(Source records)

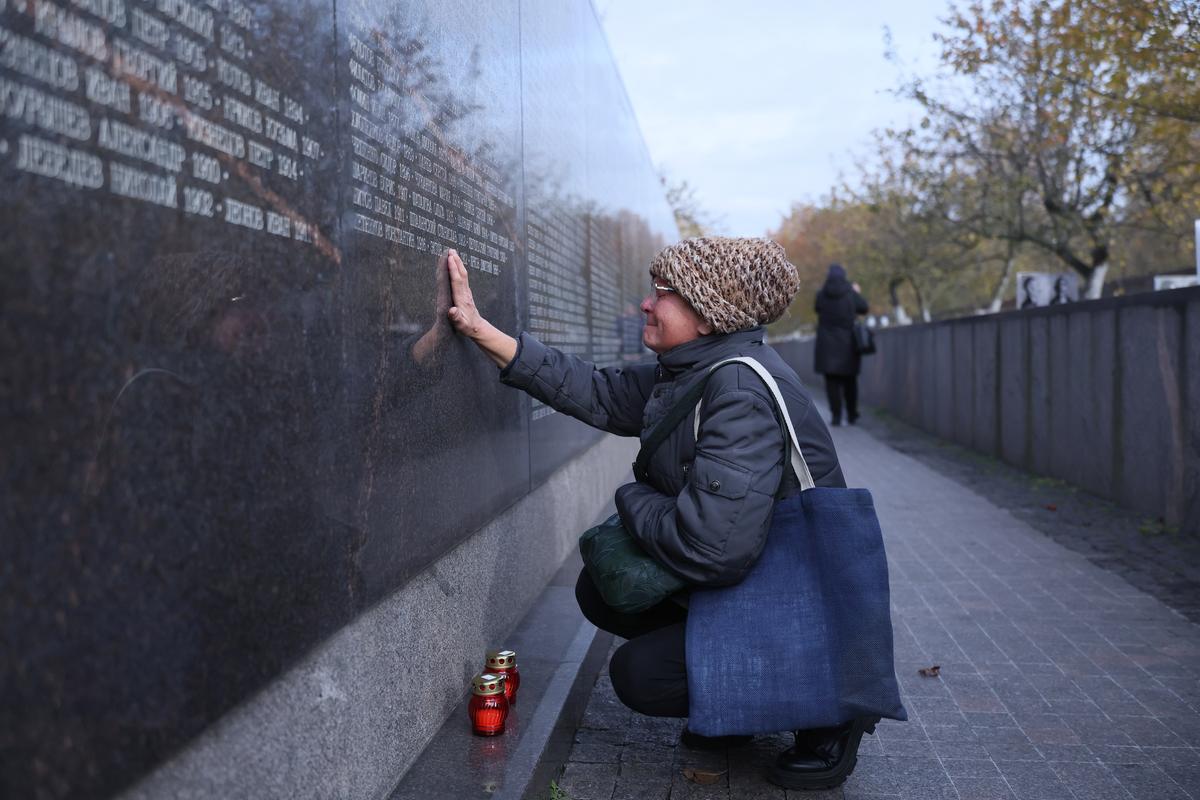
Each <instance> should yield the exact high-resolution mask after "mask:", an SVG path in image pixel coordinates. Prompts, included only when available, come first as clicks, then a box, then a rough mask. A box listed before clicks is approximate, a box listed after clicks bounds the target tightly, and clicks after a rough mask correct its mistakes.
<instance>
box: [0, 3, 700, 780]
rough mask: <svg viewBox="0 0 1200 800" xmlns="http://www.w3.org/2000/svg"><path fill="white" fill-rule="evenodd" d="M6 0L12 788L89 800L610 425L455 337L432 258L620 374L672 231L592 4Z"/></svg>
mask: <svg viewBox="0 0 1200 800" xmlns="http://www.w3.org/2000/svg"><path fill="white" fill-rule="evenodd" d="M18 5H19V6H20V7H24V4H14V2H11V4H7V5H6V6H5V5H0V31H2V36H4V42H5V48H6V49H5V54H6V55H5V59H4V60H2V61H0V80H4V82H6V83H5V84H4V86H5V91H11V92H17V94H14V95H12V96H14V97H16V96H20V97H23V98H24V100H23V102H26V103H31V104H37V103H40V104H41V107H49V106H53V107H54V108H55V109H58V112H56V113H55V114H53V115H38V114H32V113H31V114H25V115H22V114H8V115H6V116H4V118H0V179H2V186H4V188H2V190H0V219H2V221H4V222H2V223H0V224H2V231H4V235H2V236H0V263H2V264H4V265H5V269H4V270H2V271H0V305H2V314H0V354H2V355H0V357H2V371H0V374H2V378H0V399H2V403H4V409H5V410H4V415H2V417H0V440H2V441H4V443H5V447H4V449H2V450H0V468H2V471H4V476H5V485H6V493H7V497H6V503H5V504H4V507H2V510H0V531H2V533H0V642H2V655H0V690H2V694H4V697H2V703H0V752H2V753H5V758H4V759H0V794H5V795H6V796H8V795H11V796H38V798H40V796H46V798H58V796H71V798H77V796H106V795H109V794H112V793H113V792H115V790H118V789H119V788H121V787H122V786H127V784H130V783H131V782H133V781H134V780H137V778H138V777H139V776H142V775H144V774H146V772H148V771H149V770H150V769H152V768H154V766H155V765H156V764H158V763H161V762H163V760H164V759H166V758H168V757H169V756H170V754H172V753H173V752H174V751H176V750H178V748H179V747H181V746H184V745H185V744H186V742H187V741H188V740H191V739H192V738H194V736H196V735H197V734H198V733H199V732H200V730H202V729H204V728H205V727H208V726H209V724H210V723H212V722H214V721H215V720H217V718H218V717H220V716H221V715H222V714H223V712H226V711H228V710H229V709H232V708H234V706H235V705H238V704H239V703H240V702H242V700H244V699H245V698H247V697H248V696H250V694H251V693H253V692H254V691H256V690H258V688H260V687H262V686H263V685H264V684H265V682H266V681H269V680H270V679H271V678H272V676H275V675H278V674H280V673H281V672H282V670H283V669H286V668H287V667H288V666H290V664H293V663H295V661H296V660H298V658H299V657H300V656H302V655H304V654H305V652H306V651H308V650H310V649H311V648H312V646H313V645H316V644H318V643H319V642H322V640H323V639H324V638H325V637H328V636H329V634H330V633H331V632H332V631H335V630H337V628H338V627H341V626H342V625H344V624H346V622H347V621H348V620H350V619H353V618H354V616H355V615H356V614H358V613H360V612H361V610H362V609H365V608H367V607H370V606H371V604H373V603H376V602H377V601H379V600H380V599H382V597H384V596H386V595H388V594H390V593H392V591H395V590H396V589H397V588H398V587H401V585H403V583H404V582H406V581H408V579H409V578H410V577H413V576H414V575H415V573H416V572H418V571H420V570H421V569H424V567H425V566H427V565H428V564H431V563H432V561H433V560H434V559H437V558H438V557H439V555H442V554H443V553H445V552H446V551H449V549H450V548H451V547H454V546H455V545H457V543H458V542H461V541H462V540H463V539H464V537H467V536H469V535H470V533H472V531H473V530H475V529H476V528H479V527H480V525H481V524H482V523H484V522H486V521H487V519H490V518H491V517H493V516H494V515H496V513H497V512H498V511H500V510H502V509H504V507H506V506H509V505H511V504H512V503H514V501H515V500H517V499H518V498H520V497H522V495H524V494H526V493H528V492H529V489H530V487H532V486H534V485H536V483H538V482H540V481H541V480H542V479H544V477H545V476H546V475H547V474H548V473H551V471H552V470H553V469H554V468H556V467H557V465H560V464H562V463H564V462H565V461H566V459H569V458H570V457H572V456H574V455H577V453H578V452H581V451H582V449H583V447H586V446H587V445H588V444H589V443H592V441H594V440H595V435H596V434H595V433H593V432H590V431H589V429H588V428H586V427H584V426H582V425H578V423H576V422H574V421H566V420H563V419H562V417H560V415H557V414H552V413H548V409H545V408H533V407H532V404H530V402H529V401H528V398H526V397H523V396H521V395H518V393H517V392H512V391H511V390H506V389H502V387H500V386H499V384H498V383H497V381H496V369H494V367H493V366H492V365H491V363H488V362H487V361H486V360H484V359H482V357H481V356H480V355H479V354H478V353H476V351H475V350H474V349H473V347H470V345H469V344H467V343H464V342H463V341H461V339H460V338H456V337H455V336H454V333H452V331H451V330H450V329H449V327H448V325H446V324H445V321H444V311H445V308H446V306H448V290H446V287H445V284H444V281H439V254H440V253H442V252H443V249H444V248H445V247H446V246H455V247H457V248H458V249H460V252H462V253H463V254H464V258H466V259H467V261H468V264H469V266H470V267H472V270H473V272H472V282H473V288H474V290H475V295H476V299H478V300H479V303H480V307H481V308H482V311H484V312H485V314H487V315H488V317H490V318H491V319H492V320H493V321H496V323H497V324H498V325H499V326H500V327H504V329H506V330H511V331H516V330H520V329H528V330H532V331H534V332H536V333H538V335H539V336H541V337H542V338H545V339H547V341H556V342H557V343H559V344H563V345H564V347H566V348H569V349H572V350H574V351H577V353H580V354H581V355H583V356H586V357H590V359H595V360H596V361H599V362H601V363H620V362H629V361H636V360H640V359H643V357H646V354H644V351H643V349H642V348H641V343H640V339H638V337H637V331H638V330H640V324H638V314H637V312H636V305H637V302H638V300H640V297H641V293H642V287H643V284H644V278H646V266H647V264H648V261H649V258H650V255H652V254H653V253H654V251H655V249H656V248H658V247H660V246H661V245H664V243H666V242H667V241H668V240H672V239H674V236H676V229H674V227H673V222H672V221H671V216H670V210H668V209H667V207H666V204H665V200H664V199H662V193H661V188H660V186H659V182H658V179H656V175H655V173H654V169H653V167H652V164H650V162H649V160H648V157H647V155H646V151H644V146H643V144H642V140H641V136H640V133H638V130H637V125H636V121H635V119H634V116H632V112H631V109H630V106H629V102H628V98H626V97H625V95H624V90H623V88H622V84H620V79H619V77H618V74H617V72H616V68H614V66H613V64H612V60H611V55H610V53H608V50H607V46H606V43H605V42H604V38H602V35H601V32H600V28H599V24H598V22H596V19H595V16H594V12H593V11H592V8H590V7H589V5H588V4H587V2H582V1H578V2H560V1H552V0H526V1H522V2H517V1H516V0H508V1H502V2H494V4H484V2H478V1H475V0H473V1H467V0H462V1H458V2H416V4H396V2H383V1H377V0H349V1H348V2H343V4H340V5H337V6H335V5H334V4H322V2H316V1H313V0H296V1H295V2H282V1H280V0H272V1H271V2H264V4H260V5H253V7H251V6H248V5H245V4H242V2H239V1H238V0H212V1H211V2H208V4H194V5H192V4H155V2H152V1H151V0H127V1H126V2H125V4H98V2H78V4H68V2H66V1H65V0H46V2H43V4H42V6H44V8H43V11H44V10H49V11H48V12H47V13H44V14H41V16H40V17H37V18H36V19H35V17H34V14H25V13H23V12H22V11H19V10H18ZM335 8H336V14H335ZM50 12H53V13H50ZM118 12H120V13H118ZM168 12H169V13H168ZM55 14H56V16H55ZM48 19H49V20H54V19H58V20H60V22H61V25H62V26H61V28H60V29H55V28H53V25H52V23H48V22H47V20H48ZM64 20H65V22H64ZM68 26H73V28H71V30H76V31H80V30H82V31H91V32H92V34H94V36H92V37H91V38H89V37H86V36H85V37H71V36H66V35H58V34H56V32H55V31H56V30H66V29H67V28H68ZM97 37H98V38H97ZM89 42H90V43H91V44H89ZM97 42H102V43H103V48H101V46H100V44H97ZM10 56H11V58H10ZM48 104H49V106H48ZM30 107H32V106H30ZM566 307H570V308H571V309H572V313H571V314H564V313H563V308H566Z"/></svg>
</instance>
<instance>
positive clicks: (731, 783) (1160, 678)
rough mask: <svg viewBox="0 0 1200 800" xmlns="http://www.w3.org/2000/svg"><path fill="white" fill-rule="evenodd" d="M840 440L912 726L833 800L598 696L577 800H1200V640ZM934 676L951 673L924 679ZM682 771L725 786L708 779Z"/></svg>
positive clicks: (917, 466)
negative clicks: (884, 539)
mask: <svg viewBox="0 0 1200 800" xmlns="http://www.w3.org/2000/svg"><path fill="white" fill-rule="evenodd" d="M834 440H835V443H836V446H838V452H839V456H840V457H841V462H842V465H844V468H845V473H846V476H847V479H848V481H850V482H851V485H852V486H866V487H869V488H870V489H871V492H872V494H874V495H875V503H876V506H877V509H878V513H880V521H881V523H882V525H883V533H884V536H886V540H887V548H888V560H889V563H890V567H892V602H893V621H894V627H895V645H896V650H895V655H896V673H898V675H899V678H900V685H901V692H902V693H904V698H905V705H906V706H907V709H908V714H910V717H911V721H910V722H907V723H894V722H886V723H883V724H881V726H880V729H878V733H877V734H876V735H875V736H866V738H864V740H863V747H862V750H860V751H859V763H858V769H857V770H856V771H854V774H853V776H851V778H850V781H847V783H846V784H845V786H844V787H842V788H841V789H838V790H833V792H790V793H785V792H784V790H782V789H778V788H775V787H773V786H772V784H769V783H767V782H766V780H764V778H763V777H762V771H763V766H764V765H766V764H767V763H768V762H769V760H770V759H772V758H773V757H774V754H775V752H778V751H779V750H780V748H782V747H784V746H786V745H787V744H788V739H790V738H788V736H779V738H761V739H758V740H756V741H755V744H754V745H751V746H750V747H746V748H743V750H736V751H731V752H730V753H727V754H726V753H718V754H707V753H694V752H691V751H689V750H686V748H684V747H682V746H678V736H679V729H680V722H677V721H671V720H654V718H650V717H643V716H638V715H635V714H632V712H630V711H628V710H626V709H624V708H623V706H622V705H620V704H619V703H618V702H617V698H616V696H614V694H613V692H612V687H611V685H610V684H608V680H607V675H606V674H602V675H601V678H600V680H599V681H598V682H596V688H595V691H594V692H593V696H592V700H590V704H589V706H588V710H587V714H586V716H584V720H583V724H582V727H581V728H580V730H578V732H577V734H576V745H575V747H574V750H572V751H571V756H570V760H569V763H568V764H566V766H565V770H564V774H563V776H562V778H560V781H559V787H560V788H562V789H563V792H565V793H566V794H568V795H569V796H570V798H571V799H572V800H625V799H629V800H634V799H636V800H665V799H667V798H671V799H672V800H678V799H679V798H706V799H707V798H718V799H721V800H725V799H728V800H742V799H751V798H754V799H756V800H757V799H768V798H769V799H773V800H784V799H785V798H805V799H806V800H827V799H832V798H845V799H846V800H856V799H864V800H865V799H866V798H872V799H874V798H880V799H882V798H899V799H902V800H942V799H946V800H992V799H996V800H1001V799H1003V800H1014V799H1018V800H1042V799H1044V800H1069V799H1076V800H1110V799H1111V800H1128V799H1130V798H1136V799H1139V800H1175V799H1187V798H1192V799H1194V800H1200V750H1198V747H1200V626H1196V625H1194V624H1192V622H1189V621H1188V620H1187V619H1186V618H1183V616H1182V615H1181V614H1178V613H1176V612H1174V610H1171V609H1170V608H1168V607H1166V606H1164V604H1163V603H1162V602H1159V601H1158V600H1156V599H1153V597H1151V596H1150V595H1146V594H1144V593H1142V591H1140V590H1138V589H1135V588H1133V587H1132V585H1130V584H1129V583H1127V582H1126V581H1124V579H1123V578H1121V577H1118V576H1116V575H1114V573H1111V572H1108V571H1105V570H1103V569H1100V567H1098V566H1096V565H1093V564H1092V563H1090V561H1088V560H1087V559H1086V558H1085V557H1084V555H1081V554H1080V553H1076V552H1073V551H1069V549H1066V548H1063V547H1062V546H1060V545H1058V543H1056V542H1055V541H1052V540H1050V539H1048V537H1046V536H1045V535H1043V534H1040V533H1038V531H1037V530H1034V529H1033V528H1031V527H1030V525H1028V524H1026V523H1025V522H1021V521H1020V519H1018V518H1016V517H1014V516H1013V515H1012V513H1009V512H1008V511H1006V510H1003V509H1001V507H997V506H996V505H994V504H992V503H990V501H989V500H986V499H984V498H983V497H980V495H979V494H976V493H974V492H972V491H971V489H968V488H966V487H965V486H962V485H961V483H959V482H955V481H954V480H950V479H948V477H946V476H944V475H942V474H938V473H937V471H935V470H932V469H930V468H929V467H928V465H925V464H924V463H922V462H919V461H916V459H913V458H912V457H910V456H906V455H904V453H901V452H899V451H896V450H894V449H892V447H889V446H888V445H886V444H883V443H882V441H881V440H880V439H877V438H875V437H872V435H871V434H870V433H869V432H866V431H864V429H862V428H836V429H834ZM934 664H938V666H940V667H941V676H940V678H922V676H919V675H918V672H917V670H918V669H920V668H923V667H930V666H934ZM686 768H692V769H698V770H702V771H704V772H712V774H720V775H719V777H716V782H715V783H713V784H697V783H694V782H691V781H689V780H688V778H685V777H684V775H683V770H684V769H686Z"/></svg>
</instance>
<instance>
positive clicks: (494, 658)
mask: <svg viewBox="0 0 1200 800" xmlns="http://www.w3.org/2000/svg"><path fill="white" fill-rule="evenodd" d="M486 661H487V668H488V669H512V668H514V667H516V666H517V654H516V652H514V651H512V650H490V651H488V652H487V656H486Z"/></svg>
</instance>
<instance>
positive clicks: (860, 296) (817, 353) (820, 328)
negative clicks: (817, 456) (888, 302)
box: [814, 264, 868, 426]
mask: <svg viewBox="0 0 1200 800" xmlns="http://www.w3.org/2000/svg"><path fill="white" fill-rule="evenodd" d="M866 309H868V306H866V300H864V299H863V295H860V294H858V284H857V283H856V284H851V283H850V281H848V279H846V270H845V269H842V266H841V265H840V264H830V265H829V273H828V275H827V276H826V282H824V285H823V287H821V291H818V293H817V301H816V311H817V344H816V359H815V363H814V367H815V369H816V372H820V373H821V374H823V375H824V377H826V396H827V397H828V399H829V414H830V420H829V422H830V425H834V426H838V425H841V402H842V397H845V399H846V420H847V421H848V422H850V423H851V425H854V421H856V420H858V371H859V368H860V366H862V356H860V355H859V354H858V350H857V349H856V348H854V319H856V318H857V317H858V314H865V313H866Z"/></svg>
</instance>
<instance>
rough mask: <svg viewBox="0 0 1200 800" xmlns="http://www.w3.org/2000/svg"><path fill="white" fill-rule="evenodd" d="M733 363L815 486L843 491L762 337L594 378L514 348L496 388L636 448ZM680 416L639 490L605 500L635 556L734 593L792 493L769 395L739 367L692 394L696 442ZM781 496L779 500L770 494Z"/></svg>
mask: <svg viewBox="0 0 1200 800" xmlns="http://www.w3.org/2000/svg"><path fill="white" fill-rule="evenodd" d="M736 355H745V356H751V357H754V359H756V360H757V361H760V362H761V363H762V365H763V366H764V367H766V368H767V371H768V372H769V373H770V374H772V375H773V377H774V378H775V380H776V381H778V383H779V386H780V390H781V391H782V393H784V399H785V402H786V403H787V410H788V413H790V414H791V417H792V425H793V426H794V427H796V434H797V437H798V438H799V440H800V449H802V450H803V452H804V458H805V461H808V464H809V470H810V471H811V473H812V479H814V481H815V482H816V485H817V486H827V487H845V486H846V481H845V479H844V477H842V474H841V467H840V465H839V464H838V455H836V452H835V451H834V446H833V440H832V439H830V437H829V431H828V428H826V425H824V421H823V420H822V419H821V415H820V414H818V413H817V409H816V408H815V407H814V405H812V401H811V398H810V397H809V393H808V391H806V390H805V389H804V387H803V386H802V385H800V381H799V379H798V378H797V377H796V373H794V372H793V371H792V368H791V367H788V366H787V365H786V363H784V360H782V359H780V357H779V354H778V353H775V350H773V349H772V348H770V347H769V345H767V344H764V343H763V329H761V327H755V329H751V330H748V331H738V332H736V333H725V335H715V336H704V337H701V338H698V339H694V341H691V342H688V343H686V344H680V345H679V347H677V348H674V349H672V350H670V351H667V353H665V354H662V355H660V356H659V359H658V363H656V365H655V363H643V365H635V366H629V367H610V368H604V369H599V368H596V367H595V366H594V365H592V363H589V362H587V361H583V360H582V359H578V357H576V356H572V355H568V354H564V353H562V351H559V350H556V349H553V348H550V347H546V345H545V344H542V343H541V342H539V341H538V339H535V338H534V337H533V336H530V335H529V333H522V335H521V337H520V348H518V350H517V355H516V356H515V357H514V359H512V361H511V362H510V363H509V365H508V366H506V367H504V369H503V371H502V372H500V380H503V381H504V383H505V384H508V385H510V386H515V387H517V389H521V390H524V391H526V392H528V393H529V395H533V396H534V397H536V398H538V399H540V401H542V402H544V403H546V404H547V405H551V407H552V408H554V409H557V410H558V411H562V413H563V414H569V415H571V416H574V417H576V419H578V420H582V421H584V422H587V423H588V425H592V426H594V427H598V428H600V429H602V431H607V432H610V433H616V434H620V435H626V437H632V435H641V438H642V440H643V441H644V440H646V438H647V437H648V435H649V433H650V431H652V429H653V428H654V426H655V423H656V422H658V421H659V420H660V419H661V417H662V416H664V415H665V414H666V413H667V410H670V408H671V405H672V403H673V402H674V398H677V397H682V396H683V395H684V393H686V391H688V389H689V387H690V386H691V385H692V384H694V381H696V380H697V379H700V378H702V377H703V375H704V373H706V371H707V368H708V367H709V366H712V365H713V363H715V362H718V361H720V360H722V359H728V357H731V356H736ZM694 417H695V414H691V415H689V416H688V417H686V419H685V420H684V421H683V422H682V423H680V425H679V426H678V427H677V428H676V429H674V432H673V433H672V434H671V437H670V438H668V439H667V440H666V441H664V443H662V445H661V446H660V447H659V449H658V451H656V452H655V453H654V457H653V459H652V461H650V465H649V470H648V471H649V479H650V482H649V483H638V482H632V483H626V485H624V486H622V487H620V488H619V489H617V498H616V500H617V512H618V513H619V515H620V518H622V522H624V523H625V527H626V528H628V529H629V530H630V531H631V533H632V534H634V535H635V536H636V537H637V539H638V541H640V542H641V543H642V546H643V547H644V548H646V549H647V551H648V552H649V553H652V554H653V555H654V557H655V558H658V559H659V560H660V561H661V563H662V564H665V565H666V566H667V567H668V569H671V570H672V571H674V572H677V573H678V575H679V576H680V577H683V578H684V579H685V581H688V582H689V583H694V584H697V585H725V584H733V583H737V582H738V581H740V579H742V578H743V576H744V575H745V573H746V571H748V570H749V569H750V566H752V565H754V563H755V560H756V559H757V558H758V554H760V553H761V552H762V547H763V545H764V543H766V540H767V530H768V528H769V527H770V515H772V509H773V506H774V501H775V498H776V495H780V497H782V495H785V494H788V493H791V491H794V488H797V485H796V480H794V477H793V476H792V475H791V469H788V470H787V477H786V479H785V475H784V453H785V451H784V435H785V433H784V429H782V428H781V427H780V426H781V422H780V421H779V417H778V416H776V414H775V410H774V403H773V402H772V399H770V392H769V390H768V389H767V387H766V386H764V385H763V383H762V380H760V379H758V377H757V375H756V374H754V372H752V371H751V369H750V368H749V367H744V366H742V365H736V363H734V365H727V366H724V367H721V368H720V369H718V371H716V373H714V375H713V378H712V379H710V380H709V383H708V386H707V389H706V390H704V397H703V407H702V411H701V426H700V438H698V440H697V439H696V437H695V434H694ZM781 489H782V491H781Z"/></svg>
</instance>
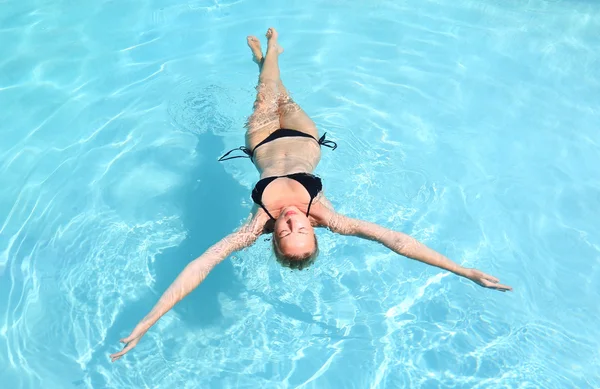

**Instructions for the task**
Extract every line above that contains the word "negative".

**Answer to the exercise**
negative clicks: (884, 539)
negative clicks: (817, 456) (888, 302)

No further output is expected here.